Yoga class starts shortly, the pristine massage center is open for business and cheesecake is served on a platter of pastries and fruit.
And then the muffled cry of a baby emerges down the hallway.
The setting might resemble a five-star hotel, but this is a “sitting center” on Shanghai’s outskirts where mothers pay up to 70,000 yuan (US$10,895) per month to stay with their newborns.
Photo: AFP
Chinese culture dictates that mothers confine themselves after giving birth, known as zuoyuezi (坐月子, “sitting month”).
Such confinement was once widely practiced in many areas of the world and continues to be popular in other parts of Asia.
However, as incomes rise in China, the sitting month no longer means being cooped up at home without bathing or visitors.
PROFESSIONAL CARE
“We prefer to find a professional facility to take care of our baby. We have no experience in taking care of the baby or ourselves after birth,” 34-year-old first-time mother Yu Xueting said, her weeks-old son Kangkang lying contentedly beside her.
Both appeared well looked after at the private Lake Malaren International Postpartum Care Center in a modern building embellished with turrets and intended to mimic old northern European architecture.
Mother and son are accompanied at all times by a nanny, who sleeps in the same room. Numerous specialists, nurses and cooks are on hand.
A photography studio captures those precious early days of life, while a “Mother’s Classroom” runs lectures for new moms to learn how to care for their baby — and themselves.
Dads can stay too, but usually just visit.
Yu, who works for information technology firm HP Inc, said the lengthy stay “liberates our family.”
“If we do it at home, then the whole family can’t sleep well. I can take maternity leave, but my husband needs to go to work,” she said.
TRADITIONAL MEDICINE
The sitting month stretches back to about 200 BC and the Han Dynasty, Hong Kong University School of Nursing lecturer Elizabeth Hui-Choi (許蔡惠卿) said.

TASKS AND EXERCISES
1. How would you sum up the article on China's sitting month in two sentences?
2. Could you carry the article on China's sitting month onward from its final sentence?
The items after the article on China's sitting month are separate material.

DATA EXTRACT

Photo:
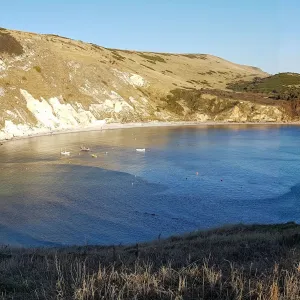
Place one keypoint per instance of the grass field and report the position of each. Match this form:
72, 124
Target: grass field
233, 262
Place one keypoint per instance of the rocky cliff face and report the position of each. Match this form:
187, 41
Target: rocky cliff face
50, 83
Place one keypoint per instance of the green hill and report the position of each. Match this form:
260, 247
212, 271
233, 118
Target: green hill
285, 86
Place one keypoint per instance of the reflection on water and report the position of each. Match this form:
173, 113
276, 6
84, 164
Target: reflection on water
190, 177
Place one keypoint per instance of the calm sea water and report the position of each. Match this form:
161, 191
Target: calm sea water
189, 178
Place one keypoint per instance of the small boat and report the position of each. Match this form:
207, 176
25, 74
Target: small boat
83, 148
65, 153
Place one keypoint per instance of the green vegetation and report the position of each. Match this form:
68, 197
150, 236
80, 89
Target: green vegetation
38, 69
147, 67
9, 45
285, 86
231, 263
152, 58
117, 56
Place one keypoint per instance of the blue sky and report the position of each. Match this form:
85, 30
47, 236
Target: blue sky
262, 33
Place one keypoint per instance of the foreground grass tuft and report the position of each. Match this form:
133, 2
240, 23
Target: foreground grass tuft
234, 262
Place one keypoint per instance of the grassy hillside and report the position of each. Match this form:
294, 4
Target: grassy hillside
234, 262
284, 86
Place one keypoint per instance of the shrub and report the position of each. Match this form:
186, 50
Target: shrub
153, 58
8, 44
38, 69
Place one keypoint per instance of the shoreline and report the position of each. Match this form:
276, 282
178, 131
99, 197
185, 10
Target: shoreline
112, 126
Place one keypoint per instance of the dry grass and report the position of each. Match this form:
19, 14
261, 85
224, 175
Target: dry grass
9, 45
238, 262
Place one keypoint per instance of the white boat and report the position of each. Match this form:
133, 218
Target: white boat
83, 148
65, 153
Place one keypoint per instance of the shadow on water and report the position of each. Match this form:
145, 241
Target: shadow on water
244, 174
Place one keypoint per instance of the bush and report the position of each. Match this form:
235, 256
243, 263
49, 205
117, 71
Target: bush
38, 69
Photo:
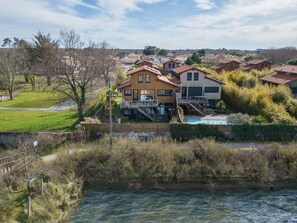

RESPONSES BY TASK
1. Chinese custom calls for mothers to confine themselves for a "sitting month" after giving birth, but as incomes rise, some now stay with their newborns at places like a center on Shanghai's outskirts that charges up to 70,000 yuan (US$10,895) per month. There, first-time mother Yu Xueting and her son Kangkang have a nanny at all times, with specialists, nurses and cooks also on hand, and she said the stay "liberates our family" because her husband needs to go to work.

2.
Empresses would be well looked after following childbirth, including a special diet and lifestyle to restore their “broken” body and prevent future illness, Hui-Choi said.
“They believed that treating the mother well would also bring good things to the baby, and it is still believed to be that way,” she said.
Traditional Chinese medicine “also plays a very important part” in how most Chinese women still think after childbirth, dictating that they should eat more of certain foods, such as ginger, and cut out others, such as fruit, Hui-Choi said.
Some women stop showering, washing their hair, or even brushing their teeth for the month, and would not venture outside — traditional Chinese medicine says these can upset the body’s balance, she added.
Yu did not wash her hair for a week, but doctors told her that was unnecessary and the center recommends a more scientific approach that blends traditional Chinese and Western medicine.
Hui-Choi, a registered midwife trained in Western medicine, said some of the old rituals are unhygienic and that studies suggest strict observance of tradition can make women feel isolated, risking postpartum depression.
‘EXPLOSIVE’ GROWTH
The number of sitting centers in China has “exploded” from dozens in 2000 to more than 4,000 last year, the Chinese state-run Legal Daily said.
One reason is that Chinese today are now giving birth later in life — meaning grandparents are older and might not be able to help as much.
Chinese are also increasingly able to afford places like the Shanghai center, where staff fuss over every baby sniffle.
Demand has also ramped up since China began phasing out its one-child policy in 2015. Families can be too stretched with their first child to cope with a second, especially if there is no extended family to help out.
Self-proclaimed zuoyuezi experts and sitting centers or are found almost anywhere that ethnic Chinese are found, including in North America, making it a big business with global reach.
However, in Britain doctors recently warned about the dangers of Chinese mothers locking themselves away after childbirth, fearing postpartum depression might go unnoticed or moms might avoid seeing a doctor for physical problems.
‘SIX MEALS A DAY’
Xu Jingfang, baby son Kirk gurgling away beside her, said her British husband was initially skeptical.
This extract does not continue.